== TASK TO CARRY OUT ==
Return every record exactly. Omit nothing.

== TASK MATERIAL ==
----------
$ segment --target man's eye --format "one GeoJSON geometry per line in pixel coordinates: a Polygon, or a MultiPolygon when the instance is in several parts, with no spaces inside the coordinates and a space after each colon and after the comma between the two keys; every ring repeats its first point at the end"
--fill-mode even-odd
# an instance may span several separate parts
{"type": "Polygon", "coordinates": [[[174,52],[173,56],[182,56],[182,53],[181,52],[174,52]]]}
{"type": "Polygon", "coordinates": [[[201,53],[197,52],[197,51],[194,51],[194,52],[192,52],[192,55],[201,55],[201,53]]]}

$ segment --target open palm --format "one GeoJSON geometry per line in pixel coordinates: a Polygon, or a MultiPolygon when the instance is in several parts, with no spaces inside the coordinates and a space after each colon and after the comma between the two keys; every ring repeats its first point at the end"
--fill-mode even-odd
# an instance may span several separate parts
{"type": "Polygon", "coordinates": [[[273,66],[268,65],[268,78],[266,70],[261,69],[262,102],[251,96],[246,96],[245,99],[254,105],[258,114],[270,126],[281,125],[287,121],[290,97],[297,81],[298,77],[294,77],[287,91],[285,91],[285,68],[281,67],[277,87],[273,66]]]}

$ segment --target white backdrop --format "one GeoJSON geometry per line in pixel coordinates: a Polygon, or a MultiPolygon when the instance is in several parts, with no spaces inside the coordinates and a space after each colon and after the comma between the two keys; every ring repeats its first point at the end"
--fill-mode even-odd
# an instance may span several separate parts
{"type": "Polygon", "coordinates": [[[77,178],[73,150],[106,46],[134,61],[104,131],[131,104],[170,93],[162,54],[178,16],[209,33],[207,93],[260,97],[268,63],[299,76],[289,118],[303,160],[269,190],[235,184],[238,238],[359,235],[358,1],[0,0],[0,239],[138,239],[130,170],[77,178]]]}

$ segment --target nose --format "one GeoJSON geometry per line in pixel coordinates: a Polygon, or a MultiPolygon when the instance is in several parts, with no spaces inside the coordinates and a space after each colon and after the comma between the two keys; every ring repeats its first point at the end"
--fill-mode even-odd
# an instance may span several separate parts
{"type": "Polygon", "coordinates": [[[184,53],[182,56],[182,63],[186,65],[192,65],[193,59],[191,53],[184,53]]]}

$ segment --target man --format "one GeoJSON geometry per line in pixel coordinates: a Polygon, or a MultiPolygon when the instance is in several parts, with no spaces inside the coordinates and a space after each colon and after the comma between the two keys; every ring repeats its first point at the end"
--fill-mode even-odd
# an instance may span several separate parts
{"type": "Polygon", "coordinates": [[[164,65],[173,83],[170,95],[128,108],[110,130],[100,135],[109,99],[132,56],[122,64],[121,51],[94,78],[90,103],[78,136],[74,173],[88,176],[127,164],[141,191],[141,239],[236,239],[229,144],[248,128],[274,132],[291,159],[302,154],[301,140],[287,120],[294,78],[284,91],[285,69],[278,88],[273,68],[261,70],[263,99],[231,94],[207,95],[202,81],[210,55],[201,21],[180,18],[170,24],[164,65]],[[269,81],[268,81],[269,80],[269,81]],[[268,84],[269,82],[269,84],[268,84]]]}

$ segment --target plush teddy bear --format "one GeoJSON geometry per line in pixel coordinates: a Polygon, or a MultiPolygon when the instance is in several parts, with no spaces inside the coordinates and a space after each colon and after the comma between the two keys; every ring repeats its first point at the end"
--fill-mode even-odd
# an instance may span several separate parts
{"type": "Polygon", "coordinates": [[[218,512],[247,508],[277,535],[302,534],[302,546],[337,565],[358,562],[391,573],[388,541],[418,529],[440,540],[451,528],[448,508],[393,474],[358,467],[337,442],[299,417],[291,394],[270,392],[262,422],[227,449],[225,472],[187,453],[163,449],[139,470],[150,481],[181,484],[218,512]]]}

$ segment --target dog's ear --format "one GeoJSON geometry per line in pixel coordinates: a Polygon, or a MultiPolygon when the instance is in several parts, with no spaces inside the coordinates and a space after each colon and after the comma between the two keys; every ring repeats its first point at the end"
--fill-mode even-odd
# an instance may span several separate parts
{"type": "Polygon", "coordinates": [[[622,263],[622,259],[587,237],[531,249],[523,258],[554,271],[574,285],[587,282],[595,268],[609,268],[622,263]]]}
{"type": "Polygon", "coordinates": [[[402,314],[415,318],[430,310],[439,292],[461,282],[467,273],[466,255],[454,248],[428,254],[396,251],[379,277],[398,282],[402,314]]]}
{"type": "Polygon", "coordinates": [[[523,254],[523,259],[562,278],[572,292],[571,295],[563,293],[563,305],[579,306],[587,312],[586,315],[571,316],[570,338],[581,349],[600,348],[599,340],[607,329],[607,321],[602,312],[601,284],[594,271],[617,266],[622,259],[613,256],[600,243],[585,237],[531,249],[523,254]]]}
----------
== TASK OUTPUT ==
$ segment --target man's eye --format "one GeoJSON geometry per line in pixel coordinates: a Polygon, or a MultiPolygon when the instance is in several parts, with no spaces inside the coordinates and a space after each colon and after the comma between the two keys; every ring repeats its first point at the end"
--fill-mode even-odd
# an instance may span several separate parts
{"type": "Polygon", "coordinates": [[[174,52],[173,56],[182,56],[182,53],[181,52],[174,52]]]}
{"type": "Polygon", "coordinates": [[[201,53],[197,52],[197,51],[194,51],[194,52],[192,52],[192,55],[201,55],[201,53]]]}

$ segment --target open palm --format "one GeoJSON geometry per line in pixel coordinates: a Polygon, or a MultiPolygon when the instance is in several parts, with no spaces inside the coordinates and a space after each colon and after the comma between the two keys; every ring repeats its first point at the end"
--fill-mode even-odd
# an instance may span several separate parts
{"type": "Polygon", "coordinates": [[[273,66],[268,65],[268,78],[266,70],[261,69],[262,102],[251,96],[246,96],[245,99],[254,105],[258,114],[270,126],[281,125],[287,121],[290,97],[297,81],[298,77],[294,77],[287,91],[285,91],[285,68],[281,67],[277,87],[273,66]]]}

$ segment --target white backdrop --format "one GeoJSON geometry per line in pixel coordinates: a Polygon, or a MultiPolygon when the instance is in several parts, with no spaces inside the coordinates and a space after each colon and after the comma between the two keys; every ring repeats its first point at the end"
--fill-mode even-odd
# an instance may span several separate parts
{"type": "Polygon", "coordinates": [[[77,178],[73,150],[106,46],[134,61],[104,131],[131,104],[170,93],[162,54],[178,16],[209,33],[207,93],[260,97],[268,63],[299,76],[289,118],[303,160],[269,190],[235,184],[238,238],[359,235],[358,1],[0,0],[0,239],[138,239],[130,170],[77,178]]]}

$ segment --target nose --format "one GeoJSON geometry per line in pixel coordinates: a Polygon, or a MultiPolygon when the instance is in several parts, with no spaces inside the coordinates and a space after each colon and after the comma between the two keys; every ring repeats its first point at the end"
--fill-mode even-odd
# an instance may span several separate parts
{"type": "Polygon", "coordinates": [[[184,53],[182,56],[182,63],[186,65],[192,65],[193,59],[191,53],[184,53]]]}

$ segment --target man --format "one GeoJSON geometry per line in pixel coordinates: a Polygon, or a MultiPolygon when the instance is in several parts, with no spaces inside the coordinates and a space after each colon and after the comma between the two keys; every ring repeats its first point at the end"
--fill-mode even-odd
# an instance may span several separate parts
{"type": "Polygon", "coordinates": [[[164,65],[173,83],[170,95],[128,108],[110,130],[100,135],[109,99],[132,56],[122,64],[121,51],[94,78],[90,103],[78,136],[74,173],[88,176],[127,164],[141,191],[141,239],[236,239],[229,144],[248,128],[274,132],[291,159],[302,154],[301,140],[287,120],[294,78],[284,91],[285,69],[278,88],[273,68],[261,70],[263,99],[231,94],[207,95],[202,81],[210,55],[201,21],[180,18],[170,24],[164,65]],[[269,81],[268,81],[269,80],[269,81]],[[268,84],[269,82],[269,84],[268,84]]]}

$ segment --target plush teddy bear --format "one GeoJSON geometry per line in pixel coordinates: a Polygon, or a MultiPolygon when the instance is in several parts, with no spaces inside the coordinates and a space after each colon and after the comma between the two keys; every ring repeats its first point at the end"
--fill-mode even-odd
# an instance may span several separate parts
{"type": "Polygon", "coordinates": [[[218,512],[247,508],[277,535],[302,534],[302,546],[337,565],[358,562],[391,573],[388,541],[418,529],[440,540],[451,528],[448,508],[393,474],[358,467],[337,442],[299,417],[291,394],[270,392],[262,422],[227,449],[225,472],[187,453],[163,449],[139,470],[150,481],[181,484],[218,512]]]}

$ segment --target dog's ear --format "one GeoJSON geometry per line in pixel coordinates: a Polygon, or a MultiPolygon when the instance is in several parts, with no spaces inside the coordinates and a space after each colon and after the comma between the two keys; every ring repeats its first point at the end"
--fill-mode even-odd
# an instance may span several separate parts
{"type": "Polygon", "coordinates": [[[622,263],[622,259],[587,237],[531,249],[523,258],[554,271],[574,285],[587,282],[595,268],[609,268],[622,263]]]}
{"type": "Polygon", "coordinates": [[[402,314],[415,318],[430,310],[439,292],[461,282],[467,273],[466,255],[454,248],[428,254],[396,251],[379,277],[398,282],[402,314]]]}
{"type": "Polygon", "coordinates": [[[523,254],[523,259],[562,278],[572,292],[571,295],[563,293],[563,305],[579,306],[587,312],[586,315],[571,316],[570,338],[581,349],[600,348],[599,340],[607,329],[607,321],[602,312],[601,284],[594,271],[617,266],[622,259],[613,256],[600,243],[585,237],[531,249],[523,254]]]}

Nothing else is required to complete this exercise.